▶ **Given entries**
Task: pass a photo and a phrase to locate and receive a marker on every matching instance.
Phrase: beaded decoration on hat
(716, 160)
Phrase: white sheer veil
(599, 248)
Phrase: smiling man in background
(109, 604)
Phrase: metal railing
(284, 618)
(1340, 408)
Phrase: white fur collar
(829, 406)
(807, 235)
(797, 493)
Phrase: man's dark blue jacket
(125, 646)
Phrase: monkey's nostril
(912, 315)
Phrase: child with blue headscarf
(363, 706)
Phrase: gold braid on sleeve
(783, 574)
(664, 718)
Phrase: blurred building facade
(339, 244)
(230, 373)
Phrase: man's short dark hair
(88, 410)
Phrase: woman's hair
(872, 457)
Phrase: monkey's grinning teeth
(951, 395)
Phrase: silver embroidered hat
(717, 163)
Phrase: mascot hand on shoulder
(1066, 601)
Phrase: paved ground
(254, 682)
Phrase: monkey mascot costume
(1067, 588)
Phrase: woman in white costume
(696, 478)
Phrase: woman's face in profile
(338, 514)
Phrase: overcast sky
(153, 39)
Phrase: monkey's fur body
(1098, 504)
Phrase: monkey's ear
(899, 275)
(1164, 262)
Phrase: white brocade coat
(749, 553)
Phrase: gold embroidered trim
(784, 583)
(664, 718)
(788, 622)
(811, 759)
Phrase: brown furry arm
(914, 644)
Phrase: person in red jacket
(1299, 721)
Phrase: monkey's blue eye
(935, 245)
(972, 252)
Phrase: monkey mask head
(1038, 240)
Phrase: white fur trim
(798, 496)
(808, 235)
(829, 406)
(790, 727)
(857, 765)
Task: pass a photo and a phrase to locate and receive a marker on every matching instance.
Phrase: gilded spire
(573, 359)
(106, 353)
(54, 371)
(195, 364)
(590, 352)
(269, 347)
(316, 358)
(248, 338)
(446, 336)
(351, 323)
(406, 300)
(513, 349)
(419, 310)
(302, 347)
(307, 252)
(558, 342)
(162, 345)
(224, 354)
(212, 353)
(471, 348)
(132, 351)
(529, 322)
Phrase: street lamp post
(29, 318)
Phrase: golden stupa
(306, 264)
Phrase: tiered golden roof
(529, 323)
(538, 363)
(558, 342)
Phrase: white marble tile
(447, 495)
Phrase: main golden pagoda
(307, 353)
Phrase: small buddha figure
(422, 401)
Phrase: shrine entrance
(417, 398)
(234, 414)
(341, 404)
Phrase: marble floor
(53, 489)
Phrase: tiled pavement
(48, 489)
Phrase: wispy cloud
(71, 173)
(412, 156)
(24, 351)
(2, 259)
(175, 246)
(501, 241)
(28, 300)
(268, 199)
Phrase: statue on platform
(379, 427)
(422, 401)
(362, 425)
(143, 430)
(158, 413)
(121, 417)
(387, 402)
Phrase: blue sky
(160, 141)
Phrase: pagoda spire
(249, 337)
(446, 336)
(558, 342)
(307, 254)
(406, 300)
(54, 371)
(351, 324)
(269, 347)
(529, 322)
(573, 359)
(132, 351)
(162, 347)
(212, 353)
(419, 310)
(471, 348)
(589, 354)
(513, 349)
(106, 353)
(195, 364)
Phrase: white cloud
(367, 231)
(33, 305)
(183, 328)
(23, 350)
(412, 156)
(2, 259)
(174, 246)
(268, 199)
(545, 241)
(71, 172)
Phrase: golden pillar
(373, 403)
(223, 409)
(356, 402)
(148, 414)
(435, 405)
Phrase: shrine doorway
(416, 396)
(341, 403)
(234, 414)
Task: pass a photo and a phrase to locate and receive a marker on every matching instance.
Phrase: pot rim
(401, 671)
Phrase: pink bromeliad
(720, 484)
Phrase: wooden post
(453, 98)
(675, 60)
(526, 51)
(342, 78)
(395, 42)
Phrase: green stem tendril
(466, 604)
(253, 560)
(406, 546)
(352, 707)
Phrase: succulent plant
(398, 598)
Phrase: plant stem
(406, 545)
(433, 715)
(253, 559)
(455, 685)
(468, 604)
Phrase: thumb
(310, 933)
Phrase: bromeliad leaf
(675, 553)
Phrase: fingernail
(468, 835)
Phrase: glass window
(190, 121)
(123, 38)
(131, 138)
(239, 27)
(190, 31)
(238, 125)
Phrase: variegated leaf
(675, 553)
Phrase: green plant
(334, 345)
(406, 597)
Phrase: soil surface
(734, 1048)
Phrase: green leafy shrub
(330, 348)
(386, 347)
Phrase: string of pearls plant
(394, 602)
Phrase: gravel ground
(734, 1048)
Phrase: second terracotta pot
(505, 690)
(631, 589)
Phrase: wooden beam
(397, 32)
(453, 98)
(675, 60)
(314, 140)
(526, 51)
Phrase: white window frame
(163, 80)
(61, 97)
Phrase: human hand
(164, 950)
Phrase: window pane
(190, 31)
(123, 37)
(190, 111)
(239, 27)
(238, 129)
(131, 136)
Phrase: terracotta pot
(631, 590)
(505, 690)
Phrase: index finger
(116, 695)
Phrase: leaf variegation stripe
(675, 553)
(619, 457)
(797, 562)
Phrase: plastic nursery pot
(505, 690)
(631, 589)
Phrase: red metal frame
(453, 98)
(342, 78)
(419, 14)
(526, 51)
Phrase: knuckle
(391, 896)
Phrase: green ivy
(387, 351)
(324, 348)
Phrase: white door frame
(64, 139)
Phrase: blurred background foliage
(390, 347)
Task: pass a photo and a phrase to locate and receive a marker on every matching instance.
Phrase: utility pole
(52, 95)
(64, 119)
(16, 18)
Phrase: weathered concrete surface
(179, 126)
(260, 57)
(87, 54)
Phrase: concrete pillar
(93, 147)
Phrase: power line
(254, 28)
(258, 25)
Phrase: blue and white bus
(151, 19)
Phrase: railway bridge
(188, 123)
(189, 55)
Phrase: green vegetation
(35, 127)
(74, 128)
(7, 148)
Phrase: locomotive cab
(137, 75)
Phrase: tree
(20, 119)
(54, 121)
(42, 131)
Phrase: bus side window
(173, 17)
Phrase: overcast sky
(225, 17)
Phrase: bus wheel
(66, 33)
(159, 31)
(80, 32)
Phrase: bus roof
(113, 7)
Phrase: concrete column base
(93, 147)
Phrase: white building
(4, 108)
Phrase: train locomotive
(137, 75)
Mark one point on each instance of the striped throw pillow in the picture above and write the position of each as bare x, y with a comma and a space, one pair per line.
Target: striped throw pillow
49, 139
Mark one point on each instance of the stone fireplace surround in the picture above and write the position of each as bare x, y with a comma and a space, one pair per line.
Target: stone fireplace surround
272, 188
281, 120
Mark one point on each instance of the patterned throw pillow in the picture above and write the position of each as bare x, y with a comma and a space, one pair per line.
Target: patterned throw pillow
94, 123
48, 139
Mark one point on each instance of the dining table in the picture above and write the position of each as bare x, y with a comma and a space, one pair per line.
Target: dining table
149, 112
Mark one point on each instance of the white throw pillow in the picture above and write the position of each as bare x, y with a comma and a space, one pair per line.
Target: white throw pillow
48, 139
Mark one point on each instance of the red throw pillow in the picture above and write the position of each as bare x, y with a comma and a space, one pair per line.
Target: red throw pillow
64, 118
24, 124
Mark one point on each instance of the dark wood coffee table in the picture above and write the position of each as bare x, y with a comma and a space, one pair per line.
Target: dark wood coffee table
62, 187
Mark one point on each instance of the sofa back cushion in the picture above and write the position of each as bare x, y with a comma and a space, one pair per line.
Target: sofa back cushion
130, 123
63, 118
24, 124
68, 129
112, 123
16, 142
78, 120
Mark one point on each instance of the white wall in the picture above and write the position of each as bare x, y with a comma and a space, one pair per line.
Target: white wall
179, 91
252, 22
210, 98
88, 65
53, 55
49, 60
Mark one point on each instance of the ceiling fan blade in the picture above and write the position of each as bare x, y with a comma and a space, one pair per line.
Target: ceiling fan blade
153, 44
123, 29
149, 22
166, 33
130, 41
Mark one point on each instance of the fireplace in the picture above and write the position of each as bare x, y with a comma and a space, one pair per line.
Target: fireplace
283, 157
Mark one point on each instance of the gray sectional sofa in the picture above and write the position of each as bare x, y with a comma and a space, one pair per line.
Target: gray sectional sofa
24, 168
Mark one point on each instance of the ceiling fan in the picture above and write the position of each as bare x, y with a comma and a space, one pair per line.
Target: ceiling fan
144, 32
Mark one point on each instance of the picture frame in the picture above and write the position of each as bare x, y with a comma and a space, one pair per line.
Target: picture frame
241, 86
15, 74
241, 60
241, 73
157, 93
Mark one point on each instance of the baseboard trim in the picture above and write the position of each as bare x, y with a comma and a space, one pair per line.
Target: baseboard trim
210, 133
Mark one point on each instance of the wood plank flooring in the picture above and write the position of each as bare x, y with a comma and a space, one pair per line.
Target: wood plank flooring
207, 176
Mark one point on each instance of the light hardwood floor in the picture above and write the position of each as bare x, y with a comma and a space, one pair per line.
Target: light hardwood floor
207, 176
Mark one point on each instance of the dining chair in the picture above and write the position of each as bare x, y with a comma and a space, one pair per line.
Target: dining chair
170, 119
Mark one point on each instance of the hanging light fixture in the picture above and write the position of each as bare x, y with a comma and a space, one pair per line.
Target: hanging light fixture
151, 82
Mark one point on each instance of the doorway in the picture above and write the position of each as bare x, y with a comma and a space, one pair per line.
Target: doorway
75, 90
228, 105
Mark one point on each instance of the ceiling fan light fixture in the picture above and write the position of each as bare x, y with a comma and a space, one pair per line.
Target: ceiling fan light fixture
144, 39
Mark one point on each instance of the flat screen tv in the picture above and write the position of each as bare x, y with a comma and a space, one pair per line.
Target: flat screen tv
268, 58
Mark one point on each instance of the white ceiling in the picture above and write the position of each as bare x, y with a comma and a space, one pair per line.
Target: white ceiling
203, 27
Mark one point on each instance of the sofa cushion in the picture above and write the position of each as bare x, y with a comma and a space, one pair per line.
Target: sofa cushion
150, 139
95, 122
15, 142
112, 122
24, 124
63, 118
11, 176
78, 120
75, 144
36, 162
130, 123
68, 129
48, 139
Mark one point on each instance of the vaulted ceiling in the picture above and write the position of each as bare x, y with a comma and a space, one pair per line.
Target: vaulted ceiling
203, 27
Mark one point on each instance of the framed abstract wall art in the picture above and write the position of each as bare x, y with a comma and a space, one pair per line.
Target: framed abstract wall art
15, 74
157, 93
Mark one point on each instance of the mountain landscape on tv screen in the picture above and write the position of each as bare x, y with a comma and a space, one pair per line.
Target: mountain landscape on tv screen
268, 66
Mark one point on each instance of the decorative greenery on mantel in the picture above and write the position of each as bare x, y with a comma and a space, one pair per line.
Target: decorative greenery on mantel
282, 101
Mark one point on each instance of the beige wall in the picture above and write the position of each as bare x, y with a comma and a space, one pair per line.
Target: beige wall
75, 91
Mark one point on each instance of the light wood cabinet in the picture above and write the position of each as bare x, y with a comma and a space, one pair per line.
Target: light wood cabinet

▶ **What you have to do**
Copy every line of the listing that contains the word "cabinet".

▶ **Written response**
Mark one point on each instance of the light wood cabinet in the picture above and write the position of each as bare x, y with a comma and a space, one pair per line.
Target: light wood cabinet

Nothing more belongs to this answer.